[TO-DO LIST]
- 1) Condense the paragraph of the blog page below that begins "We seem to be" into a short bulleted list that keeps its main facts.
- 2) Answer these questions using the blog page below, one line each:
(a) What year was the Tigers' last over-.500 season?
(b) In which publication did the story about the Marlins appear?
(c) Who said "No way! You're 25!"?
:: PROVIDED TEXT
Thursday, December 22, 2005

A daily dose of good, clean fun

I thought this strip was particularly amusing. Happy Festivus Eve!

Saturday, December 17, 2005

Oh for the days of Juan Samuel and Curtis Pride

The Tigers are terrible. Perpetually. Everyone knows this. They last over-.500 season was 1993, and their last good season was 1987...when they traded the 1996 NL Cy Young award winner--John Smoltz--to the Braves for Doyle Alexander, who gave Detroit 2 4.00 ERA seasons and then retired after the '89 season.

The ghost of Ty Cobb has since perched itself over the entire worthless metropolis, laughing.

I bring this up in light of the Tigers' most recent acquisitions, which were memorably one-linered in this story about the Marlins in Slate:

So, why don't more teams follow the Marlins' lead? The Tigers, for instance, could have received a bunch of quality players this winter for Ivan Rodriguez; instead, they signed Kenny Rogers and will miss the playoffs again.

We seem to be reamking ourselves as a poor man's Mets: Rodriguez; the permanent injury that is Magglio Ordonez; the Old Man's Club of Rogers and someone named Jamie Walker; the one-day wonder called Dmitri Young; and Craig Monroe. We now have two closers, in Troy Percival and Todd Jones, who absolutely no team is going to want in a trade, and we have Franklyn German and Marcus Thames.

Mike Illitch's pizzas might be hot and ready, but his baseball team is lousy.

Ryan Jacobs

Shirk, the greatest white male dancer I know (with apologies to T.Kohl), had this to say: "No way! You're 25!" It was amusing.

He reminds me, almost to a T, of my man Ryan Jacobs back in Australia. He was one of the greatest people I've ever known, and I wish I could find him. Ryan, if you're still on this planet, email me.
::::
:: DATASET EXTRACT
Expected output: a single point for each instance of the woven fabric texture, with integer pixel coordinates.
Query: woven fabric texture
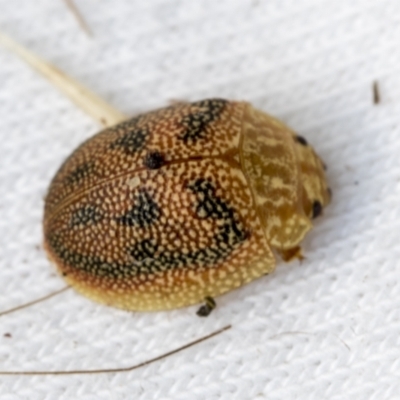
(328, 328)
::::
[THE RESPONSES]
- 1)
- The Tigers seem to be remaking themselves as a poor man's Mets.
- Roster named: Rodriguez, Magglio Ordonez (called a permanent injury), Kenny Rogers and Jamie Walker (the "Old Man's Club"), Dmitri Young (a "one-day wonder"), and Craig Monroe.
- Two closers, Troy Percival and Todd Jones, whom no team will want in a trade.
- Also on the team: Franklyn German and Marcus Thames.

- 2)
(a) 1993
(b) Slate
(c) Shirk